* [Requirement]: Every line of the data needs to be returned exactly.

* [The input]:
● ● ●
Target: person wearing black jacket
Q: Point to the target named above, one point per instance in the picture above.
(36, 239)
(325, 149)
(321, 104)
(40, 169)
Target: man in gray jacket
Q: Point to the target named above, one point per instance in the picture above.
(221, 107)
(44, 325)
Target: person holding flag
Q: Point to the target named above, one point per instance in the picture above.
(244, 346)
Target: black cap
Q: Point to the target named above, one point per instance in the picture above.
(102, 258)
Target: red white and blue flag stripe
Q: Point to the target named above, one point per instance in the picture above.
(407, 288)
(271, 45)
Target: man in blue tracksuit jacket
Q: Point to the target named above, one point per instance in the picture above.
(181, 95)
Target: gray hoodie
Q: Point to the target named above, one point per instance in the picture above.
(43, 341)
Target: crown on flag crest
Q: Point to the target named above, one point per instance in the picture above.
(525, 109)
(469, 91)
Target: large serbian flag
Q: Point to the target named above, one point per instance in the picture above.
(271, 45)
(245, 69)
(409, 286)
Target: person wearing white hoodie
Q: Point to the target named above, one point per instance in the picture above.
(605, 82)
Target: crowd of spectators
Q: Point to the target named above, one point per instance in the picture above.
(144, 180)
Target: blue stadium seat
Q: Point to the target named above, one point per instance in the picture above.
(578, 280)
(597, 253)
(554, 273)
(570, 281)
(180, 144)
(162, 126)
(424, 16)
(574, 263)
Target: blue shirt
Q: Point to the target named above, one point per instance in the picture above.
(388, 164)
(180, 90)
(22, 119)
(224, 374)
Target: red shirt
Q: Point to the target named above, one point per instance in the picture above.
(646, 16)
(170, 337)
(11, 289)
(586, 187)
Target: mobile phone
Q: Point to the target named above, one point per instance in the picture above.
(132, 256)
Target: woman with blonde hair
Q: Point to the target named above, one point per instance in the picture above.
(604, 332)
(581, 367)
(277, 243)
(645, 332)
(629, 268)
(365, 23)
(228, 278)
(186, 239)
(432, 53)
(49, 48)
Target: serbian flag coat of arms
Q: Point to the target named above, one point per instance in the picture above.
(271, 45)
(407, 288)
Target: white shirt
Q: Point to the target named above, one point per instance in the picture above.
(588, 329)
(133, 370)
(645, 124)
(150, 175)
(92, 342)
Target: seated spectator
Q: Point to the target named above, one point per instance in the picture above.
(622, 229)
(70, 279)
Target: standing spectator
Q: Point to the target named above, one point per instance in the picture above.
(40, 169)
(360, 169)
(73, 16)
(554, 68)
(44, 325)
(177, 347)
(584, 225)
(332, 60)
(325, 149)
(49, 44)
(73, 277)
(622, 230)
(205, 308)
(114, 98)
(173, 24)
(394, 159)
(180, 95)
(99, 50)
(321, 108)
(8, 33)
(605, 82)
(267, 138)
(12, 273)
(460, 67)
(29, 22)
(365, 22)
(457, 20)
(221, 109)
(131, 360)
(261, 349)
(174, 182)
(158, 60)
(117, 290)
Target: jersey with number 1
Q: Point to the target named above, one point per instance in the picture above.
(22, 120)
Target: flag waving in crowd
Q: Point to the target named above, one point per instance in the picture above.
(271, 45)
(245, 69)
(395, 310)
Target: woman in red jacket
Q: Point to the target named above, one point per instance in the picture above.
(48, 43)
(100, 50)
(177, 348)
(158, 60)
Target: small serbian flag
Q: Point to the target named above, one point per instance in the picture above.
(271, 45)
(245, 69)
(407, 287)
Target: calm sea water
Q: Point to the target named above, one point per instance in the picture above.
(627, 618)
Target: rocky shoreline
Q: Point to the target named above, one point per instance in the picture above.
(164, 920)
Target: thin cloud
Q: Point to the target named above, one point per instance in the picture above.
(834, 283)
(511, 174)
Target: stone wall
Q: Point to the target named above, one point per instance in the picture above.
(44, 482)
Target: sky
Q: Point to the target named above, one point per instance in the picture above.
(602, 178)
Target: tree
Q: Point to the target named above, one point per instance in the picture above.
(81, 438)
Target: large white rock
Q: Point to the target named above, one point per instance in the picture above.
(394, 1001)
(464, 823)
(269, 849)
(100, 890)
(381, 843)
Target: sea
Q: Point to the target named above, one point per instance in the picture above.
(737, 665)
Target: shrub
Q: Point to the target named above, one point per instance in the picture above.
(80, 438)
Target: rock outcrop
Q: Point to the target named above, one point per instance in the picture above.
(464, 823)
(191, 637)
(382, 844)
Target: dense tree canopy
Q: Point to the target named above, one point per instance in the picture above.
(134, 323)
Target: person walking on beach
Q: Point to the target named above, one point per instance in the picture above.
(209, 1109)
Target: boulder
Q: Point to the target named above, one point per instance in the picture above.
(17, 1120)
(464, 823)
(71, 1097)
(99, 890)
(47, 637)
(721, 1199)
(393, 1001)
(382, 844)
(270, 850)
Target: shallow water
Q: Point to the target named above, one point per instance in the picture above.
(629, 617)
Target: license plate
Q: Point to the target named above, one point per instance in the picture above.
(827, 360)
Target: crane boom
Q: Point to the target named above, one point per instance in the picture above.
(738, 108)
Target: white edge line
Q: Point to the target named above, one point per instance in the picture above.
● ● ●
* [Solution below]:
Target: person wearing black jacket
Q: Point to the target named above, one point per instance in the picture above.
(36, 239)
(325, 149)
(321, 104)
(40, 169)
Target: man in gray jacket
Q: Point to the target named above, one point per instance in the picture above.
(221, 107)
(44, 325)
Target: person holding flag
Q: Point to the target named above, one point per instance in the picture above.
(244, 346)
Target: black cap
Q: Point to the target named above, one point per instance in the picture above.
(102, 258)
Target: red white and blue flag stripe
Q: Point to the target named above, one point per instance in the picture above.
(407, 288)
(271, 45)
Target: man in blue tracksuit jacket
Q: Point to the target named above, one point per instance in the picture above.
(181, 95)
Target: gray hoodie
Q: Point to the target named above, one point per instance in the picture above.
(43, 341)
Target: crown on flag crest
Q: Point to the target named above, one point per instance in the picture above.
(525, 109)
(469, 91)
Target: large serbian flag
Q: Point to the target named above, one point per instance in the picture above.
(271, 45)
(245, 69)
(409, 286)
Target: person wearing white hoodie
Q: Point to the target named above, one point per instance in the picture above.
(605, 82)
Target: crowd of spectators
Q: Point to the target named above, one point per instance in the picture above.
(144, 180)
Target: blue stadium seat
Q: Point to the target named above, one point per instance in the picture above.
(578, 280)
(597, 253)
(554, 273)
(570, 281)
(180, 144)
(162, 126)
(424, 16)
(574, 263)
Target: blue shirt
Q: Point to the target named above, one point per instance in the picture above.
(388, 164)
(180, 90)
(22, 119)
(224, 374)
Target: red shirt
Q: Point to the target named above, one point per instance in the picture above.
(646, 16)
(170, 337)
(11, 289)
(586, 187)
Target: mobile phone
Q: Point to the target named above, one point per instance in the picture above.
(132, 256)
Target: woman with blonde hair
Q: Point to the target named above, one point per instance in the picture above.
(604, 332)
(581, 367)
(277, 243)
(645, 332)
(629, 268)
(365, 23)
(228, 278)
(186, 239)
(432, 53)
(49, 48)
Target: serbian flag coat of arms
Q: Point to the target named above, one point per instance in the picture above.
(271, 45)
(407, 288)
Target: white shirt
Q: Point to the target named above, one point per instance in the picture above.
(588, 329)
(133, 370)
(645, 124)
(150, 175)
(92, 342)
Target: seated spectator
Q: Point to the target named above, one point per instance in the picture above.
(622, 229)
(70, 279)
Target: standing spectator
Q: Point to the target named above, one point per instance in the picture above.
(40, 169)
(360, 169)
(73, 16)
(554, 68)
(44, 325)
(177, 347)
(584, 225)
(332, 60)
(325, 149)
(49, 44)
(73, 277)
(622, 230)
(205, 308)
(114, 98)
(173, 24)
(394, 159)
(180, 95)
(99, 50)
(321, 108)
(8, 33)
(605, 82)
(267, 138)
(12, 273)
(460, 67)
(29, 22)
(365, 22)
(457, 20)
(221, 109)
(131, 360)
(261, 349)
(174, 182)
(158, 60)
(117, 290)
Target: jersey with number 1
Q: Point to the target named above, one point per instance in the picture above.
(22, 120)
Target: flag waving in crowd
Q: Point to the target named above, one point per instance in the picture above.
(271, 45)
(245, 69)
(395, 310)
Target: woman in red jacket
Q: Point to the target named above, one point per instance in the picture above.
(48, 43)
(100, 50)
(177, 348)
(158, 60)
Target: small serbian flag
Q: Point to the target named above, one point per instance in the picture above.
(271, 45)
(245, 69)
(407, 287)
Target: calm sea water
Q: Point to the target named above, one point per instance in the picture above.
(627, 618)
Target: rocky shoreline
Q: Point to the target named above, one point per instance in the picture above.
(164, 920)
Target: thin cloud
Q: Point to the target named above, one point per instance in the picture above.
(834, 283)
(511, 174)
Target: stone wall
Q: Point to the target named above, one point per instance in the picture above.
(44, 482)
Target: sky
Q: Point to the target named above, one point per instance in the picture above.
(602, 178)
Target: tree
Q: Point to the target named above, one point per instance in the picture above.
(81, 438)
Target: large white rock
Q: Point to the target named above, one point per instance in the picture above.
(394, 1001)
(464, 823)
(269, 849)
(100, 890)
(381, 843)
Target: sea
Q: Point to the target named above, one point per instance in the picture above.
(737, 665)
Target: shrub
Q: Point to the target named above, one point per instance in the picture above.
(80, 438)
Target: rock outcrop
Q: Point to the target named above, one point per instance in the picture above.
(464, 823)
(191, 637)
(382, 844)
Target: dense tree canopy
Q: Point to the target named above, one point per instance in the picture above.
(134, 323)
Target: person walking on beach
Q: Point to the target named above, one point per instance in the picture above.
(209, 1109)
Target: boulder
Q: Point to the target named above, one point per instance in the picture above.
(17, 1120)
(464, 823)
(71, 1097)
(99, 890)
(47, 637)
(721, 1199)
(393, 1001)
(382, 844)
(270, 850)
Target: shallow water
Q: Point to the target named above, one point per instance in the picture above.
(629, 617)
Target: license plate
Q: Point to the target named above, one point per instance in the picture above.
(827, 360)
Target: crane boom
Q: Point to the target named above, one point per instance in the picture above.
(738, 108)
Target: white edge line
Q: Point to the target named above, one point per instance in the picture above.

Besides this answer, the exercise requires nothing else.